● **Problem A**
Can you pick out every line in the entries below that contains the word "uniform", treating case as significant?

Author Archive

Oracle Import Performance: Does Import Use Single-Row Inserts for Date Columns?

By Riyaj Shamsudeen August 5th, 2008 at 3:04 pm
Posted in Oracle
Tags:

Recently, I was involved in a discussion about import performance in this OTN forum in which the original poster raised the issue of whether or not import will resort to single-row inserts for tables with date columns.

For array inserts, the buffer parameter essentially specifies the size of this array. We know, however, that if a table has lob columns, the import parameter buffer is not honored, and the import utility will use single-row inserts for those tables. But tables with date columns, so the claim goes, also must suffer single-row inserts. In this blog, I will probe this further and validate that claim.

Let’s create a table and populate it with 300K rows.

 create table t1 (n1 number, v1 varchar2 (512), d1 date);

 insert into t1
 select n1, lpad(n1, 500, 'x'), sysdate
 from (select level n1 from dual connect by level <=300003);
 commit;

 REM Creating an  export file..
 host exp userid=cbqt/cbqt file=exp_t1.dmp log=exp_t1.log tables=t1

The above code fragment created a table, inserted 300,000 rows, and exported that table to an export dump file. This dump file is ready to be imported. But, we need to trace the import to measure the effect of the buffer parameter. The problem, though, is how to trace the import session alone without generating every session in the database. This can be achieved by creating a logon trigger as below. Only sessions from a test user will have trace enabled from this trigger (the username is CBQT).

● **Problem B**
Could you quote the Oracle import post above word for word, starting with "By Riyaj Shamsudeen" and going on through "with date columns."?

● **Records supplied**
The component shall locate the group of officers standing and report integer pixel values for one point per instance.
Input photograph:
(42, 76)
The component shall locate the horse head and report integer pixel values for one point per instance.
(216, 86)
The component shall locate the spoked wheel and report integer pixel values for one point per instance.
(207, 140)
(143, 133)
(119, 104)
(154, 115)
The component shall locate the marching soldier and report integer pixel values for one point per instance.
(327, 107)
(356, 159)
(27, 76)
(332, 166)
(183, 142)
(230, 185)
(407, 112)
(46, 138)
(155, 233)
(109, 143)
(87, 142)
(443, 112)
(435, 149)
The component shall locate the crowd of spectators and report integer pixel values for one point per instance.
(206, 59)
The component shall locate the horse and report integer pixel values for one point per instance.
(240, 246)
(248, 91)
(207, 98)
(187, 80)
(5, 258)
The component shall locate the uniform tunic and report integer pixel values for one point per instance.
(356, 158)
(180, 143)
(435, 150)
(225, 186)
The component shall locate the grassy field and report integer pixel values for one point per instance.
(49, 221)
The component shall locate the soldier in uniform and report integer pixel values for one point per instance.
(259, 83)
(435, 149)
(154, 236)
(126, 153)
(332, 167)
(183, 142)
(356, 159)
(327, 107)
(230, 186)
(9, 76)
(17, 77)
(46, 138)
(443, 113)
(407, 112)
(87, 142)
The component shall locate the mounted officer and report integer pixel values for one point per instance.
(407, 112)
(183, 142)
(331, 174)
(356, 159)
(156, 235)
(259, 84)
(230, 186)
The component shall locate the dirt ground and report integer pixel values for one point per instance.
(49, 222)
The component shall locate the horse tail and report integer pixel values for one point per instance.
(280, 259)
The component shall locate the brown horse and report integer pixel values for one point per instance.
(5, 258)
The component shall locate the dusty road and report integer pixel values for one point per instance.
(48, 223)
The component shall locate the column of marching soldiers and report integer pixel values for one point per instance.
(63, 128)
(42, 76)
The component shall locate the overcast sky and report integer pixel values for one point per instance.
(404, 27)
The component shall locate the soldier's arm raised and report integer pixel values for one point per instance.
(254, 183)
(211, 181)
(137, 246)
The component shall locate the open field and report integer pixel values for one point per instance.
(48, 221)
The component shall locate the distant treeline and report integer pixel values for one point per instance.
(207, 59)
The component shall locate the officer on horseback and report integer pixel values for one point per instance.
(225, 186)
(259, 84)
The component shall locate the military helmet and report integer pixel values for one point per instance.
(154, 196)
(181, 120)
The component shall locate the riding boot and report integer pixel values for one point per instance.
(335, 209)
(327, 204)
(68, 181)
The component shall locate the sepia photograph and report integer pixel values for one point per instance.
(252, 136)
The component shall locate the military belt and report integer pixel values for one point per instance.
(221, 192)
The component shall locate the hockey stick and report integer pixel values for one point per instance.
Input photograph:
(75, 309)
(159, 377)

● **Full answer A**
The component shall locate the uniform tunic and report integer pixel values for one point per instance.
The component shall locate the soldier in uniform and report integer pixel values for one point per instance.

● **Full answer B**
By Riyaj Shamsudeen August 5th, 2008 at 3:04 pm
Posted in Oracle
Tags:

Recently, I was involved in a discussion about import performance in this OTN forum in which the original poster raised the issue of whether or not import will resort to single-row inserts for tables with date columns.